§ **WRITTEN PROBLEM**: Could you repeat every one of the entries below word for word, leaving the pictures out?

§ **MATERIAL PROVIDED**:
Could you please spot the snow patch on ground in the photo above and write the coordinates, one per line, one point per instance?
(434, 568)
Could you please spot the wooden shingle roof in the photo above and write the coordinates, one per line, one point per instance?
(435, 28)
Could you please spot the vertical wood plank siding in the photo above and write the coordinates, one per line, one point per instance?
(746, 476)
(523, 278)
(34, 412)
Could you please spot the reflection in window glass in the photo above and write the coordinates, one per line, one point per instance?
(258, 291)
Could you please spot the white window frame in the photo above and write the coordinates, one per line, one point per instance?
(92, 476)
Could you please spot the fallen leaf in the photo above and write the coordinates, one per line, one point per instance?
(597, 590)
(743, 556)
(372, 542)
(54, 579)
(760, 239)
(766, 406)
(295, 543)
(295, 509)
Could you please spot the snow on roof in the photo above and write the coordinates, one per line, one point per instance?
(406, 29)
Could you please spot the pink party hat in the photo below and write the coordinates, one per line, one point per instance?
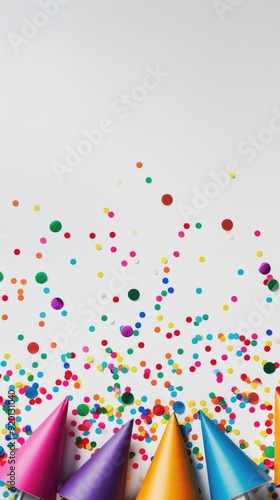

§ **RESPONSE TO THIS TASK**:
Could you please spot the snow patch on ground in the photo above and write the coordinates, one per line, one point per instance?
(434, 568)
Could you please spot the wooden shingle roof in the photo above and write the coordinates, one per line, one point per instance?
(435, 28)
Could you please spot the vertical wood plank siding in the photo above and write the coordinates, one per line, one point per instance?
(746, 476)
(523, 278)
(34, 412)
Could you please spot the reflection in window glass in the photo above and write the coordinates, one per line, one point per instance?
(258, 291)
Could you please spot the white window frame in the photo above and write the coordinates, one per line, one point per instance?
(92, 476)
Could you please spot the fallen leaf in the photo above and write the coordinates, one per line, one point per instance?
(597, 590)
(743, 556)
(372, 542)
(54, 579)
(760, 239)
(766, 406)
(295, 543)
(295, 509)
Could you please spot the snow on roof in the photo above and write the coordinates, one per line, one point per instance?
(406, 29)
Could you please spot the pink party hat in the photo below and write the coordinates, one per line, one point per instance?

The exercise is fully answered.